Reflections from my three weeks hike through the Alps.
A silent day – walking through the Italian part of the mountains, mostly forest path and lonely churches on hills, only sounds of wind in trees and some birds and bees.
The few villages I crosses seemed empty, most houses with closed windows and doors, no one on the streets. Loud silence.
I met four people today: The owner of the mountain hut where I started my walk in the morning, an old man showing me the right direction in one of the empty villages, Elisabethe, the tender of the only bar and hotel in another mountain village where I enjoyed a cappucino, and finally an elderly woman with her four constantly barking dogs, at whose house I rang to ask for filling my water bottle.
Other than that: No one on the road. Loud, loud silence.
The first half of the day I enjoyed it, I felt like merging with nature around, my energy field widening and my steps light and free.
In the afternoon, when I had already walked 6 hours, it got hotter and hotter, I got more and more tired and wondered why I felt like I couldn’t breathe properly anymore and as if I was swimming through thick soup instead of walking. I thought the air pressure must have changed, and some instinct urged me to walk on instead of resting.
At some higher point I understood why: At the other side of the valley the sky was black, thick dark clouds had gathered and looked so dangerous that fear struck me. And fascination.
Since I remember, I have a lot of respect of thunderstorms – when I am outdoors, and higher up, and alone: It becomes fear, almost panic.
I knew that I would have to walk another hour at least to reach some refuge hut or village. So I walked. Fast. Faster. Up and down hills. Feeling like I ran away from the storm.
And really, just before the wind got strong and rain started I reached the refuge hut – apparently a hunters union hut. It was closed, but I sat down under the roof in front of its door, after a while feeling a bit more relaxed because the thunderstorm didn’t get as strong as I had expected, and finally I could breathe fresh air again.
As it was late afternoon and I had anyway planned to camp wildly this night, I also examined the place to check whether it would be a good choice to set up my tent there.
And fear came again – because I have camped wildly, but never alone, and never in the Italian nowhere. The sky was still roaring like a hungry bear.
There was a small road to the next village close to the hut and actually quite some cars coming from time to time. I didn’t know what I should fear more: to be seen, or to be far off. Humans or nature? Both can cause fear, wake up a fear instinct in my oldest brain parts.
· · · · ·
■ COMPLETE THE FOLLOWING
• 1. Say whether each statement agrees with the Alps hike text, answering yes or no and quoting the deciding words: (a) the hiker met five people that day; (b) the refuge hut was closed when the hiker reached it; (c) the hiker had camped wildly before, but never alone.
• 2. Proceed with the Alps hike text, writing on from its final sentence.

■ MATERIAL SHOWN
· · · · ·
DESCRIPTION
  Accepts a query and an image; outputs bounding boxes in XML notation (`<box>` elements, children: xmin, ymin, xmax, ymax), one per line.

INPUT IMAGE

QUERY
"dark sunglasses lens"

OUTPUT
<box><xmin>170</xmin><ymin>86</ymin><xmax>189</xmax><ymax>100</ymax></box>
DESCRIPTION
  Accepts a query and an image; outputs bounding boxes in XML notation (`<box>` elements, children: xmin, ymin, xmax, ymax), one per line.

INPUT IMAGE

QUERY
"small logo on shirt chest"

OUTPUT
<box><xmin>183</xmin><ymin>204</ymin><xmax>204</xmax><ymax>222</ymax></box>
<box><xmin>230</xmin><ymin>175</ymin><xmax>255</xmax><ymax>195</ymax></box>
· · · · ·
■ SOLVED PROBLEMS
• 1.
(a) No: "I met four people today"
(b) Yes: "It was closed"
(c) Yes: "because I have camped wildly, but never alone"

• 2.
I double checked the place ten times until I found: Actually it’s good. I could hide my tent behind the hut on a flat ground, next to the hut was cut and dry firewood and a metal ton, a ton of rainwater and in front of me a wide open meadow so I could see the sky and sun would wake me up early. And through the trees, far behind, I think I saw the sea!
But also, there was a tree with two big metal hooks hanging from a branch – I figured it’s a hunters refuge and they used it for hanging the shot and cut animals.
I spent a long long time in this silence sensing the atmosphere of the place, and finally chose to stay.
What made me feel secure was the presence of all elements: Water, fire, stone, wood, and even a corn fruit hanging on a small tree next to the hut.
I remembered in Mexico corn itself is a deity – abuelo mais – and so I remembered to ask the elements to bless this place. I lit a small candle I had brought and burned some ghvia-wood from Georgia, as the scent always calms and opens me. I also used the smoke to clean a circle in which I had put my tent, and to ask for blessing the place and securing me here in the night.
And I sang some of the blessing, healing and soothing songs I have gathered from different cultures and languages in the last years.
All this made me feel a bit more calm, relaxed and trustful. And earth said inside me: You are my child, you are held. It’s your right to rest on me. Anywhere.
Now some stars blink into my tent and the wind sighs in the trees.
It’s not silence. It’s the constant conversation of the elements among each other, and I am invited to listen, so I learn to trust again.
P.S.: It’s the morning after. I didn’t sleep for more than a few half-hour sessions, instead I spent the most fearfully sleepless night since long. Now, in daylight, I understand why. Read the next post for some thoughts on trauma and freeze patterns, and how to center and regenerate yourself again.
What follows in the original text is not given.